[Point placement lines]

-*-*-

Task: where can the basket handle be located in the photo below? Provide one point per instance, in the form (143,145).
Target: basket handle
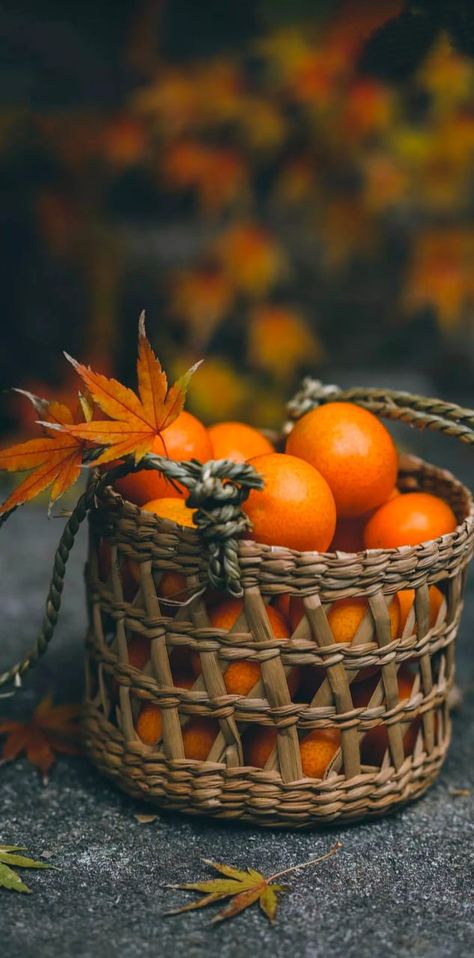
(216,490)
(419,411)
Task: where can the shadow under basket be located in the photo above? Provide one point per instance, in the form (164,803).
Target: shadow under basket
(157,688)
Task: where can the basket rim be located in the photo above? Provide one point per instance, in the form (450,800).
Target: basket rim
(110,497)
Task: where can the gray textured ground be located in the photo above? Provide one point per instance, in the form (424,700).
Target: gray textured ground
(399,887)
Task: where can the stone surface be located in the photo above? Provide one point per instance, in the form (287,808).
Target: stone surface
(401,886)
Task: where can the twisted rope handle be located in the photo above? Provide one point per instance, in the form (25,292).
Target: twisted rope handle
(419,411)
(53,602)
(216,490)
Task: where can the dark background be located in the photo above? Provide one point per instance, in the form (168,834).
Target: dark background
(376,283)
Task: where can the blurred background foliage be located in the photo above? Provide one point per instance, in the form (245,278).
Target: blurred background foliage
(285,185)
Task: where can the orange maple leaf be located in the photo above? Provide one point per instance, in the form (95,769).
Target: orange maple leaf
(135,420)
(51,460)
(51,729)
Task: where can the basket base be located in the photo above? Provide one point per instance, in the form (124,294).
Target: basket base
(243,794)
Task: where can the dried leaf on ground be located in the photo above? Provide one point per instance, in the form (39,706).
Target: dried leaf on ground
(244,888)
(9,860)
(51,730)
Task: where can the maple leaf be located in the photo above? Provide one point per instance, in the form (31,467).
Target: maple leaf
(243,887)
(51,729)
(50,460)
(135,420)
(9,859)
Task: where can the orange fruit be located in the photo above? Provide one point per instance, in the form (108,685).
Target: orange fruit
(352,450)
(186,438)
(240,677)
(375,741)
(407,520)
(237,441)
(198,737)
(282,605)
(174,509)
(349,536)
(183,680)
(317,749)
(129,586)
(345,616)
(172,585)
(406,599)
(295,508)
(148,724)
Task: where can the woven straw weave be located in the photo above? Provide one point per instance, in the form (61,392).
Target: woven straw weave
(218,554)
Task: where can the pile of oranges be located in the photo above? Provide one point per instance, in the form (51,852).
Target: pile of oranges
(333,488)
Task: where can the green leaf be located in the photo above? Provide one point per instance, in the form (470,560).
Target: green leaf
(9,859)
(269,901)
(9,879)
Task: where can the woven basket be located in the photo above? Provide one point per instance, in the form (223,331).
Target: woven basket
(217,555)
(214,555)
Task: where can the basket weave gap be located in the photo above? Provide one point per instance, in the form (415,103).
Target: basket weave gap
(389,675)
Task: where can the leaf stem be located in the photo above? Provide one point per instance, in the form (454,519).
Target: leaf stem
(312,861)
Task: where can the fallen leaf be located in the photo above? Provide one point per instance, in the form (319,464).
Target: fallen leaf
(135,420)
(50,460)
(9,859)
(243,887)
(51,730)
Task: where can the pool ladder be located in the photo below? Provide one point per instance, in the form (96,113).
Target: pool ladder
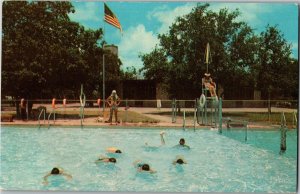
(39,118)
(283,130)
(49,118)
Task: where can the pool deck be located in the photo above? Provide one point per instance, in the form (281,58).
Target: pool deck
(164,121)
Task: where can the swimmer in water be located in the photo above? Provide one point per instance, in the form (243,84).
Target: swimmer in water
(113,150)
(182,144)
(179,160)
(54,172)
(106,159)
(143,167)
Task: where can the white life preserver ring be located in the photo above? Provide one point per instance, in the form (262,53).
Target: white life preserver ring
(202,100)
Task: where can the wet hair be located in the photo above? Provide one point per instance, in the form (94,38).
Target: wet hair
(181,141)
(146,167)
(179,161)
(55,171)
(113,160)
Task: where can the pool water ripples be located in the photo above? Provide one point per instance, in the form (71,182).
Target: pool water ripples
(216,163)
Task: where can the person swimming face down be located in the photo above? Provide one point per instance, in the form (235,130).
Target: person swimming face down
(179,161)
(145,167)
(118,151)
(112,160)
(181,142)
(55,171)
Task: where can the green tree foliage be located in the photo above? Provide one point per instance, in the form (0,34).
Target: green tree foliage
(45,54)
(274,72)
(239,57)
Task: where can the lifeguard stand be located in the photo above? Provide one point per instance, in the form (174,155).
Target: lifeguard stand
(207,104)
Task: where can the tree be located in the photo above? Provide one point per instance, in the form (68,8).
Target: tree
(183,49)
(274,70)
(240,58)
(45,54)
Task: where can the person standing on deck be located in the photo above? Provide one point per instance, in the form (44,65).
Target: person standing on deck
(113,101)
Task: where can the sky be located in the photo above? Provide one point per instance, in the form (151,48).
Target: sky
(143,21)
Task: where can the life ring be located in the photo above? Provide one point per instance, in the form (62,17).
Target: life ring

-*-*-

### What is asked
Please write out all the lines above word for word, leaving out the pictures.

### Completed task
Task: where can the basket handle be located in the photo below? Provide one point per instance, in the form (143,145).
Target: basket handle
(216,490)
(419,411)
Task: where can the shadow under basket be located in the photo above? Provide one point per instance, in the form (164,803).
Target: shadow under basket
(157,688)
Task: where can the basket rim be located in the photo above? Provide one point per instance, in the form (450,800).
Target: basket rim
(110,497)
Task: where can the gray textured ground be located in the photo above? Provide one point per instance, in the form (424,700).
Target: gray textured ground
(399,887)
Task: where can the stone surface be located in the photo above? Provide one point per instance, in the form (287,808).
Target: stone surface
(401,886)
Task: where can the twisted rope handle be located in the photo above? Provide one point per instance, in the form (25,292).
Target: twisted rope handle
(419,411)
(53,602)
(216,490)
Task: where can the dark background be located in the photo above? Provide one point per instance, in the form (168,834).
Target: dark background
(376,283)
Task: where can the blurred background foliage be located in the photo above? Provide one point per instance, in the form (245,278).
Target: blurred background foliage
(285,185)
Task: where can the orange maple leaf be located in the photo above? Provide one point per instance, in the form (95,769).
Target: orange maple leaf
(135,420)
(51,460)
(51,729)
Task: where can the basket base be located in the photo above? Provide one point per instance, in the form (124,294).
Target: basket base
(243,794)
Task: where can the dried leaf on ground be located in the photo above? Provide one point per instance, in the form (39,706).
Target: dried leaf on ground
(244,888)
(9,860)
(51,730)
Task: where can the maple leaf be located in the photo above? Provide one point per instance, in the form (31,467).
Target: maple leaf
(243,887)
(51,729)
(50,460)
(135,420)
(9,859)
Task: where can the orange fruit be located in the photo above? Provide one point per instance, in the form (108,685).
Target: orange fruit
(352,450)
(186,438)
(240,677)
(375,741)
(407,520)
(237,441)
(198,737)
(282,605)
(174,509)
(349,536)
(183,680)
(317,749)
(129,586)
(345,616)
(172,585)
(406,599)
(295,508)
(148,724)
Task: where can the woven straw weave be located in the photo above? Provide one point per instance, in the form (61,392).
Target: woven straw weave
(218,554)
Task: where can the pile of oranges be located in the photo above? Provide one point per instance, in the form (51,852).
Target: pile of oranges
(333,488)
Task: where can the green leaf be located in the photo above? Provide one point per instance, in the form (470,560).
Target: green leaf
(9,859)
(269,901)
(9,879)
Task: where can the woven basket be located in the photo above? Provide one point per instance, in the form (223,331).
Target: woven basket
(217,555)
(214,555)
Task: where can the basket weave gap be located in the photo above? Provide one point per instance, in the form (415,103).
Target: basket weave gap
(389,675)
Task: where can the leaf stem be located in the photo above? Provide one point per instance, in the form (454,519).
Target: leaf stem
(312,861)
Task: where can the fallen leaf be located in the photo above? Provide one point per instance, in the form (319,464).
Target: fallen leaf
(135,420)
(50,460)
(9,859)
(243,887)
(51,730)
Task: where can the pool ladder be located in the photo below? Provide one point per instance, in the form (96,113).
Target: pool ladder
(39,118)
(283,130)
(49,118)
Task: where can the pool deck be located in the photo above? Provide one point per instance, in the form (281,58).
Target: pool deck
(164,121)
Task: where can the swimmer in water be located in the photo above? Provide one point per instance, in the form (243,84).
Target: swimmer in water
(113,150)
(182,144)
(179,160)
(54,172)
(106,159)
(143,167)
Task: where can the white life preserver ring be located in the photo above? Provide one point per instance, in the form (262,53).
Target: white life preserver ring
(202,100)
Task: where can the wet hair be located in the photo above? Provide one point per instance, in the form (94,38).
Target: wet hair
(181,141)
(146,167)
(179,161)
(55,171)
(113,160)
Task: where can the pool water ripples be located in the photo above? Provide one point per instance, in the form (71,182).
Target: pool water ripples
(216,163)
Task: where can the person swimming face down be located in the photo above? Provide one point per instance, in the form (235,130).
Target: person swimming face down
(179,161)
(145,167)
(118,151)
(112,160)
(181,142)
(55,171)
Task: where can the green tree foliage be located in the photo above? Provide one point per instance, in the form (0,34).
Target: green tree foliage
(45,54)
(274,72)
(239,57)
Task: where can the lifeguard stand be located in the photo above? Provide one point per instance, in the form (174,155).
Target: lifeguard stand
(207,104)
Task: where can the tree be located in the photo above? Provide one point per instance, in the form (68,8).
Target: tree
(183,49)
(274,70)
(240,58)
(45,54)
Task: where can the person standing on deck be located in the photo above? Provide one point per instance, in the form (44,65).
Target: person standing on deck
(113,101)
Task: where can the sky be located in the photo above? Provide one point per instance, in the form (151,48).
Target: sky
(143,21)
Task: where can the life ring be located in the photo above? Provide one point per instance, in the form (62,17).
Target: life ring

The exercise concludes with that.